Object location annotation data:
▬▬▬

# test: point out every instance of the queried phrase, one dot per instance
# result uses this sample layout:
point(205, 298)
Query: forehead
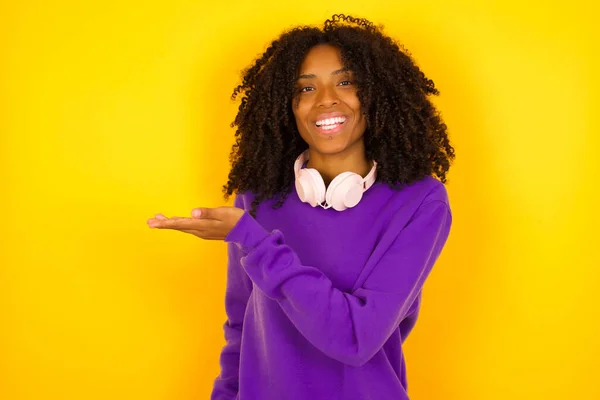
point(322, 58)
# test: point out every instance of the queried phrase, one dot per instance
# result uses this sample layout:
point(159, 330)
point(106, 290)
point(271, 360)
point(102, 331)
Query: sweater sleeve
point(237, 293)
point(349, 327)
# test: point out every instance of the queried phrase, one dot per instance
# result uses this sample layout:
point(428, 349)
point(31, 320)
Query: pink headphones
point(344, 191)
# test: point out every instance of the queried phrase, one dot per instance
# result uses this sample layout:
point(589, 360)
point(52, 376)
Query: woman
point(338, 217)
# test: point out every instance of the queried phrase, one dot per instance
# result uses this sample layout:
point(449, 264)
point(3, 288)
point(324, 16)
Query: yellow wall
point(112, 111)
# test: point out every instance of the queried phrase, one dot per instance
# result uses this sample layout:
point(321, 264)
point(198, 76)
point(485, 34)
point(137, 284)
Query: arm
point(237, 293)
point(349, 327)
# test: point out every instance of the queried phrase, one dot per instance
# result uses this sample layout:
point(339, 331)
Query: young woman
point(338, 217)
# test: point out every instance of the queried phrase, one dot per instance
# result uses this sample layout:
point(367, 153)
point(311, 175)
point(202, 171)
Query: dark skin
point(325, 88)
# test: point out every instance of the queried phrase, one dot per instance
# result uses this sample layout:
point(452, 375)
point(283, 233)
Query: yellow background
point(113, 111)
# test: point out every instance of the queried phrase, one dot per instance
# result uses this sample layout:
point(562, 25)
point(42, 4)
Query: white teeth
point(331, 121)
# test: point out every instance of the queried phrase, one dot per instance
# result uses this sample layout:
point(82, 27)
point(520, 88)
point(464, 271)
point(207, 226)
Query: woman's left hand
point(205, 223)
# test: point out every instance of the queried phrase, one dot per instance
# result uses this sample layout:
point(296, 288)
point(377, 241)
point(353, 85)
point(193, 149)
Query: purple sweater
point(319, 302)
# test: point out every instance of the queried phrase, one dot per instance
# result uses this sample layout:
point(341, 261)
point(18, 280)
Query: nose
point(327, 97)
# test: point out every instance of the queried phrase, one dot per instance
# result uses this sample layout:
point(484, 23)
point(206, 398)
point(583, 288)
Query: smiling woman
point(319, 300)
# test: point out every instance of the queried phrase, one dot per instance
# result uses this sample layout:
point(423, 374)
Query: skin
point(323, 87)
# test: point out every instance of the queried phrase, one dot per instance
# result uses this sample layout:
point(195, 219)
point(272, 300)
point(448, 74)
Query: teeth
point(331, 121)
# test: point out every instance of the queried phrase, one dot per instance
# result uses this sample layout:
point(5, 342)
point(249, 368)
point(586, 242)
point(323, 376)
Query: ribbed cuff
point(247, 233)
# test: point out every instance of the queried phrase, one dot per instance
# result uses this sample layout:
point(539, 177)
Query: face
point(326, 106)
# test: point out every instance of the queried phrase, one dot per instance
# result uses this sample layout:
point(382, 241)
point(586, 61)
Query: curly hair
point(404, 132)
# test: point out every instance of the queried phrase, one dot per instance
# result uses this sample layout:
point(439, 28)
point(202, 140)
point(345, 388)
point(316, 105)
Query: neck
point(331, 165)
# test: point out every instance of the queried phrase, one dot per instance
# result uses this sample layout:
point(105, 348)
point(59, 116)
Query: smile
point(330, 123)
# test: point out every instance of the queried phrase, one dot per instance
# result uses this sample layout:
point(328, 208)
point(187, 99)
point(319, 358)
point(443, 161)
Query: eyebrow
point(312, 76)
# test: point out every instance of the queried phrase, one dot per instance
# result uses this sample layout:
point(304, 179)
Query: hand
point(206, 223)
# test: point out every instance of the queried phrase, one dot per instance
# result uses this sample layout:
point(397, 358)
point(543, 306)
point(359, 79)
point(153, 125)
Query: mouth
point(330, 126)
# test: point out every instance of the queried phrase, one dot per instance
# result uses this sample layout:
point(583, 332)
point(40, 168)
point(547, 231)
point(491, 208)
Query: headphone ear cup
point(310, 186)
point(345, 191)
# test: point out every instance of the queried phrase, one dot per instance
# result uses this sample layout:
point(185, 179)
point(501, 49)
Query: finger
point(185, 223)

▬▬▬

## Task objective
Every entry above needs to be retyped exactly; drop the pictures.

## The reply
# test: point out every instance of the queried phrase, one dot per instance
# result uses this sample layout:
point(205, 298)
Query: forehead
point(322, 58)
# test: point out every instance of the queried phrase, one dot per instance
# result uses this sample layout:
point(159, 330)
point(106, 290)
point(271, 360)
point(102, 331)
Query: sweater sleeve
point(237, 293)
point(349, 327)
# test: point out every instance of the queried phrase, one dot per instance
# result uses this sample layout:
point(428, 349)
point(31, 320)
Query: pink headphones
point(344, 191)
# test: point out every instance of the queried phrase, one dot per instance
# result uses this sample layout:
point(589, 360)
point(52, 376)
Query: woman
point(338, 217)
# test: point out every instance of the queried phrase, one dot per instance
# result uses this sample layout:
point(449, 264)
point(3, 288)
point(324, 16)
Query: yellow wall
point(112, 111)
# test: point out every instance of the queried phrase, one dot per instance
# result uses this sample layout:
point(321, 264)
point(198, 76)
point(485, 34)
point(137, 284)
Query: arm
point(237, 293)
point(349, 327)
# test: point out every instance of the queried phrase, one dot per instance
# result uses this sample layout:
point(339, 331)
Query: young woman
point(338, 217)
# test: point out every instance of the queried phrase, one dot per instance
# result uses this sample layout:
point(367, 153)
point(311, 175)
point(202, 171)
Query: dark skin
point(325, 88)
# test: point out every instance of the queried phrase, one dot per instance
# result uses this sample layout:
point(452, 375)
point(283, 233)
Query: yellow background
point(113, 111)
# test: point out every instance of the queried phrase, one dot per instance
# result uses this sample layout:
point(562, 25)
point(42, 4)
Query: white teeth
point(331, 121)
# test: point out every instance of the queried phrase, one dot per instance
# result uses this sample layout:
point(82, 27)
point(520, 88)
point(464, 271)
point(207, 226)
Query: woman's left hand
point(205, 223)
# test: point out every instance of the queried phrase, one dot per instance
# result uses this sample layout:
point(296, 288)
point(377, 241)
point(353, 85)
point(193, 149)
Query: purple sweater
point(319, 302)
# test: point out every instance of the queried phrase, one dot per instance
# result uses this sample layout:
point(341, 261)
point(18, 280)
Query: nose
point(327, 97)
# test: point out every instance of the queried phrase, one dot per instance
# result uses this sample layout:
point(484, 23)
point(206, 398)
point(583, 288)
Query: smiling woman
point(319, 300)
# test: point out every instance of the queried phrase, one dot per instance
# result uses this sample layout:
point(423, 374)
Query: skin
point(323, 87)
# test: point out every instance of the queried phrase, one dot per instance
# result uses this sample layout:
point(195, 219)
point(272, 300)
point(448, 74)
Query: teeth
point(331, 121)
# test: point out every instance of the queried phrase, one dot per instance
# result uses this sample layout:
point(5, 342)
point(249, 368)
point(586, 242)
point(323, 376)
Query: ribbed cuff
point(247, 233)
# test: point out every instance of the queried phrase, one dot per instance
# result uses this sample layout:
point(539, 177)
Query: face
point(326, 106)
# test: point out every instance of the queried phrase, one dot per instance
# result uses this sample layout:
point(382, 241)
point(586, 61)
Query: curly hair
point(404, 132)
# test: point out every instance of the queried phrase, one dot per instance
# result uses this sample layout:
point(439, 28)
point(202, 140)
point(345, 388)
point(316, 105)
Query: neck
point(331, 165)
# test: point out every instance of the queried phrase, one dot per instance
# result uses this sample layout:
point(105, 348)
point(59, 116)
Query: smile
point(330, 123)
# test: point out every instance of the queried phrase, one dot per instance
# result uses this sample layout:
point(328, 208)
point(187, 99)
point(319, 358)
point(443, 161)
Query: eyebrow
point(312, 76)
# test: point out every instance of the queried phrase, one dot per instance
# result uses this sample layout:
point(304, 179)
Query: hand
point(206, 223)
# test: point out every instance of the queried phrase, one dot per instance
# result uses this sample layout:
point(397, 358)
point(543, 306)
point(359, 79)
point(153, 125)
Query: mouth
point(330, 126)
# test: point out every instance of the queried phrase, one dot per instance
# result uses this sample layout:
point(583, 332)
point(40, 168)
point(547, 231)
point(491, 208)
Query: headphone ear cup
point(310, 186)
point(345, 191)
# test: point out every instance of the queried phrase, one dot per instance
# result uses this sample layout:
point(185, 179)
point(501, 49)
Query: finger
point(185, 223)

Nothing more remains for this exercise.